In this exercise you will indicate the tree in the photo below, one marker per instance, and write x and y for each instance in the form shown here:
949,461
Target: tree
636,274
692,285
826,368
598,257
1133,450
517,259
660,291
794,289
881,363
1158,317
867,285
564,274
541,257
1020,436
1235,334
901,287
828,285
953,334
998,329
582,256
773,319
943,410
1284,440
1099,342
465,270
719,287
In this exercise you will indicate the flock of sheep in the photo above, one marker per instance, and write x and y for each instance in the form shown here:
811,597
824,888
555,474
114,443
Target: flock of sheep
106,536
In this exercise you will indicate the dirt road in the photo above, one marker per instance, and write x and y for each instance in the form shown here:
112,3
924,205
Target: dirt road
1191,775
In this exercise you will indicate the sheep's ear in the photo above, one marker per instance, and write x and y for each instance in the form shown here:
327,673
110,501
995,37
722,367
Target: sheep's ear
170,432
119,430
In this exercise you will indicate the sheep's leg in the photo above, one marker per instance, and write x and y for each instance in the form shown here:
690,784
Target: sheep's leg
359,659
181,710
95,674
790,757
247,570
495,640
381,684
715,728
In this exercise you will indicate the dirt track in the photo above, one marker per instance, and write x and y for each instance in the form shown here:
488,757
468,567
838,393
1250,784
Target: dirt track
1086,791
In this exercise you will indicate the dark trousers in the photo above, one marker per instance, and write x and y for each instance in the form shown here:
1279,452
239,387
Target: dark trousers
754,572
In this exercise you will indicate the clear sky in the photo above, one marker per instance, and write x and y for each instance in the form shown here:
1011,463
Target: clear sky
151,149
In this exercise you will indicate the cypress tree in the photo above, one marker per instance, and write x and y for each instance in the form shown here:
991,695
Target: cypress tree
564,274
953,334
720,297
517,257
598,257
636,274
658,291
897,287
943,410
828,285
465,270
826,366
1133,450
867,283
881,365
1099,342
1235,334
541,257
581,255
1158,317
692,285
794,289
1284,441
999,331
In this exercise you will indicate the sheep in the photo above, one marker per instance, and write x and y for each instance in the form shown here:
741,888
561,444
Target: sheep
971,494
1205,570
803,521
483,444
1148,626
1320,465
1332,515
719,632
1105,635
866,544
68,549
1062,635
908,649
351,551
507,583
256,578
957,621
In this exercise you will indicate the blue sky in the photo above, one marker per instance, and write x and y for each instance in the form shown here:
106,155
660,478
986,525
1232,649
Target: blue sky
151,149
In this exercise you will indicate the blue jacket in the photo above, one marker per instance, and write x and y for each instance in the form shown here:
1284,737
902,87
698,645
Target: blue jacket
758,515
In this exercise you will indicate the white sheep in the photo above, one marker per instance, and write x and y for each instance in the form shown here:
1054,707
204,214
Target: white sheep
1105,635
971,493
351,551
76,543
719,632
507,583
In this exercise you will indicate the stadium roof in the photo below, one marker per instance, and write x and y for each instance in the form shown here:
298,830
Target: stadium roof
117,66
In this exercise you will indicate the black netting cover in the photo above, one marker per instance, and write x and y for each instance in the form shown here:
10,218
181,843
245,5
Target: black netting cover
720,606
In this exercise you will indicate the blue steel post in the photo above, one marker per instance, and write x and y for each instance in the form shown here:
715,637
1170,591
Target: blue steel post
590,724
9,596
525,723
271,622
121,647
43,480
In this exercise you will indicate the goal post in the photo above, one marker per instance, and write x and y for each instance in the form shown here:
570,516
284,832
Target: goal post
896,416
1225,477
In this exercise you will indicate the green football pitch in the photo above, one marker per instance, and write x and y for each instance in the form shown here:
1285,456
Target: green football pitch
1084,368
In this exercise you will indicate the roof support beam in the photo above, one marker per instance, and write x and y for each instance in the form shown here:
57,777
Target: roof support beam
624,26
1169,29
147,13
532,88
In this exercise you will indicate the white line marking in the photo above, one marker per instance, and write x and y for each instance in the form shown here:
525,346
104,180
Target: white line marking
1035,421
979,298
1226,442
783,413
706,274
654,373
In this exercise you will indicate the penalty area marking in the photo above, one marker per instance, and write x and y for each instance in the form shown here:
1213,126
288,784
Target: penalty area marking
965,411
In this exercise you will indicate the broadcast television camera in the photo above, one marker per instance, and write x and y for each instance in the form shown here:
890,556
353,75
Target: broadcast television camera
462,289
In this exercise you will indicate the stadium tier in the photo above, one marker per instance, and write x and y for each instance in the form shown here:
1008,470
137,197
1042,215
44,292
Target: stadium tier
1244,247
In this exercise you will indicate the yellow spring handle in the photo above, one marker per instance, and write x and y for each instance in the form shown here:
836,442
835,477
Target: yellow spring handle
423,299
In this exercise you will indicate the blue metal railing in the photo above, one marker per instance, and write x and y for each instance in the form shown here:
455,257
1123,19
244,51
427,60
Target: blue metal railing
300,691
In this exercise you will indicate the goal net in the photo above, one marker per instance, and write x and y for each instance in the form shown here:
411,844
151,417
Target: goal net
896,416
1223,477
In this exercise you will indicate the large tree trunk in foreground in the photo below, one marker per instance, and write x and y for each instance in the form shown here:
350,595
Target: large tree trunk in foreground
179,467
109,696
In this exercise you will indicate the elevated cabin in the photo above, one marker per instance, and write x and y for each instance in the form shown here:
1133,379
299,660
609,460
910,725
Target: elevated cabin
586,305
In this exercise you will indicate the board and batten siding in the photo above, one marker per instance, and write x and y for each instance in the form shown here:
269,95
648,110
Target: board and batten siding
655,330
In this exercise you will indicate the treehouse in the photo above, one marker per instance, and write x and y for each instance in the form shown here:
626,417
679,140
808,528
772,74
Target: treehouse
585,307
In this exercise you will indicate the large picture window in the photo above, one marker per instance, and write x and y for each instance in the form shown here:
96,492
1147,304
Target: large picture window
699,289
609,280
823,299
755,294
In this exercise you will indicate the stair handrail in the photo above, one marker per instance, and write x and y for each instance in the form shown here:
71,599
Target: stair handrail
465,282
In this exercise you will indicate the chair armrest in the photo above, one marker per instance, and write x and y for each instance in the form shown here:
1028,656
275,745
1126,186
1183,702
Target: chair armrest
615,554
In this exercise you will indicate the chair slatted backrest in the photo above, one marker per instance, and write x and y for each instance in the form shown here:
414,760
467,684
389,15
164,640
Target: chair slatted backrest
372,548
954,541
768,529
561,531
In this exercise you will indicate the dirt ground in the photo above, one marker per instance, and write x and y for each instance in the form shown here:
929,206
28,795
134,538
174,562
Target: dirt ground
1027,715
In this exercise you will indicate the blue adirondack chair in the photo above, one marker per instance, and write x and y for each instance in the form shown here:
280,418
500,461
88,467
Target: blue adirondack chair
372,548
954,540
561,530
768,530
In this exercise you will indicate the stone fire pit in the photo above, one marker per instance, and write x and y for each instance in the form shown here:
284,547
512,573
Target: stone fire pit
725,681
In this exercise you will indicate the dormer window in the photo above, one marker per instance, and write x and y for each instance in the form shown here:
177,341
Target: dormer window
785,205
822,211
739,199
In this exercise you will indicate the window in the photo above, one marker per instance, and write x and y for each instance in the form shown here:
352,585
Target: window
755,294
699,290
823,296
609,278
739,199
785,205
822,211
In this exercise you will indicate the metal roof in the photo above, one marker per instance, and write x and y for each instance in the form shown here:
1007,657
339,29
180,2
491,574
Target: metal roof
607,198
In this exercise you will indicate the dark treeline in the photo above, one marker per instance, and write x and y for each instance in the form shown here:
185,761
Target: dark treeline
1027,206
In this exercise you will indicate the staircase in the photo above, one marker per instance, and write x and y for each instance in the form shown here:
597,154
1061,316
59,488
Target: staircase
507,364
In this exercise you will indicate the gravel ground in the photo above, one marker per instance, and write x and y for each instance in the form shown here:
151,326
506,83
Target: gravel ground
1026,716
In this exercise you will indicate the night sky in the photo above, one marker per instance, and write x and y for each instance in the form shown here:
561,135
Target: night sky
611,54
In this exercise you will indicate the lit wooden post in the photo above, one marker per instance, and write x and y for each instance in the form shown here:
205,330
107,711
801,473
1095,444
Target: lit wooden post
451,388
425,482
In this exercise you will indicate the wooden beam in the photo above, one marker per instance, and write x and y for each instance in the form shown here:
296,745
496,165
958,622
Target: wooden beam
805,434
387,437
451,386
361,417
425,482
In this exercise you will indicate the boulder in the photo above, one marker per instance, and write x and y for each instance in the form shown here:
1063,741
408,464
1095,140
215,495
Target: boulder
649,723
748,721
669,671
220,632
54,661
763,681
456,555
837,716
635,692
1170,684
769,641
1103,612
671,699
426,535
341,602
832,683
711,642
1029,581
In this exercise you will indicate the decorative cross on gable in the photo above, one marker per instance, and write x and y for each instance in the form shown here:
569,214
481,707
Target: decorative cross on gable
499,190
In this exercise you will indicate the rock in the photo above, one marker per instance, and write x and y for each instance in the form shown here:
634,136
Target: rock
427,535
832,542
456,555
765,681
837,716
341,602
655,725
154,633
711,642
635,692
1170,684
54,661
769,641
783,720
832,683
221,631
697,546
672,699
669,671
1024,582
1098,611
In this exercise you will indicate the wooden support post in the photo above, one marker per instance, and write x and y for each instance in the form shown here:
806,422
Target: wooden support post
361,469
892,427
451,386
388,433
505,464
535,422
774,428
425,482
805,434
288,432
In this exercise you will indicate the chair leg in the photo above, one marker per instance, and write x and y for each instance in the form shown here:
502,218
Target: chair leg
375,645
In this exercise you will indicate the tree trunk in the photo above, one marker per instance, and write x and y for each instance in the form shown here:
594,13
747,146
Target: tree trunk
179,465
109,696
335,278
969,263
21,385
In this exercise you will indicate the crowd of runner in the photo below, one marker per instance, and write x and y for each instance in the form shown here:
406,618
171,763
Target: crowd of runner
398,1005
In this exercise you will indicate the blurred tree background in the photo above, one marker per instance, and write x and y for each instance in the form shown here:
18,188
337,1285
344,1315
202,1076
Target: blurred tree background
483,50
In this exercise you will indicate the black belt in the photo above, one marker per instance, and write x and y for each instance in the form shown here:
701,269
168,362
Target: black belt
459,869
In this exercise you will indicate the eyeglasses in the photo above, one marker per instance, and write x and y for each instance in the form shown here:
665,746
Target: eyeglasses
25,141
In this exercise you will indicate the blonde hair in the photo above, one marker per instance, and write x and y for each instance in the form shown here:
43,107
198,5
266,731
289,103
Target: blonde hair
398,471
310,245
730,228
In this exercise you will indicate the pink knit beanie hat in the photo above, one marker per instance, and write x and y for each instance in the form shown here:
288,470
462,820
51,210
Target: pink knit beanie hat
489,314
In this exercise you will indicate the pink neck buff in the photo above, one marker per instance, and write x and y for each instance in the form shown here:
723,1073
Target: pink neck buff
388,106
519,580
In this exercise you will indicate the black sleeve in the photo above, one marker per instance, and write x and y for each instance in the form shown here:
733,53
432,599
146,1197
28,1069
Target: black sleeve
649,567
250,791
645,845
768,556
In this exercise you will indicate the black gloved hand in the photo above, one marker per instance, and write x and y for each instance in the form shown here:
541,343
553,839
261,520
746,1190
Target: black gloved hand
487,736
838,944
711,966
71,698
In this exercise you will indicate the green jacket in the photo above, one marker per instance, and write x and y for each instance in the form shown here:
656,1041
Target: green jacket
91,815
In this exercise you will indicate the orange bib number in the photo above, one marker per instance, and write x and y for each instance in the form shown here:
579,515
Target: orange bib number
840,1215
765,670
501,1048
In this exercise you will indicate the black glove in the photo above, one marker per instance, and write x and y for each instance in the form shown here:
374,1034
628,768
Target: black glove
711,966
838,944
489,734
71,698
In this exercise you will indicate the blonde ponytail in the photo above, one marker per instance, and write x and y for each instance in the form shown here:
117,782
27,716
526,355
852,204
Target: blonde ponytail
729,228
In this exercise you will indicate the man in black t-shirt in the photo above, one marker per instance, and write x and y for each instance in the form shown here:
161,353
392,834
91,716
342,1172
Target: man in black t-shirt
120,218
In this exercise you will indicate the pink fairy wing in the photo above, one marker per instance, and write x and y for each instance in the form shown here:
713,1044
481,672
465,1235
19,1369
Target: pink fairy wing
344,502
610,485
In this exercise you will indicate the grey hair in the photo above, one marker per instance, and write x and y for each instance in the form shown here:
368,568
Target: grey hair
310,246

- - - -

**OBJECTIVE**
Which lines run from the one containing "In this exercise you will indicate the black sleeve" to the end of the entries above? Quote exactly those, and only those.

**FINAL RESULT**
In this exercise you will indicate the black sleeve in the photo above, one marker per instance, and write x and y for each instance in the form shown here:
733,53
432,599
146,1197
28,1069
Target: black sleeve
649,567
250,791
645,845
768,556
In this exercise you will indicate the black gloved hand in the photo above, one marker per instance, and write x and y for each instance in the form shown here:
541,343
553,839
261,520
746,1190
Target: black gloved hand
487,736
838,944
711,966
71,698
In this exercise you will indicate the green jacket in the photo above, one marker per instance, and write x and y for each instance in the form shown here:
656,1041
Target: green jacket
91,815
In this exercise you will indicate the orange bib number in the photo above, one marker per instance, and write x and y for each instance in the form shown here:
579,515
Target: orange bib number
840,1215
765,670
501,1048
In this exercise you will indicate the black glove in the photo above, one marker per instance, and write x and y for each instance in the form shown here:
374,1034
628,768
Target: black glove
711,966
838,944
489,734
71,698
In this exercise you will indicate the blonde ponytail in the photo above, one marker per instance, and write x and y for each instance in the form shown here:
117,782
27,716
526,355
852,204
Target: blonde ponytail
729,228
In this exercise you will indicate the man in black t-shirt in the photo above, one marker per instance, and write x and y for each instance in the form shown here:
161,353
392,834
91,716
342,1172
Target: man in black t-shirt
120,218
In this exercise you will indicate the pink fairy wing in the photo above, one marker per instance, and write x and y for each instance in the form shown here:
713,1044
481,672
465,1235
19,1369
Target: pink fairy wing
344,502
610,485
In this exercise you will indicate the grey hair in the photo above, one marker per instance, and write x and y for each instance in the form shown here:
368,568
Target: grey hair
310,246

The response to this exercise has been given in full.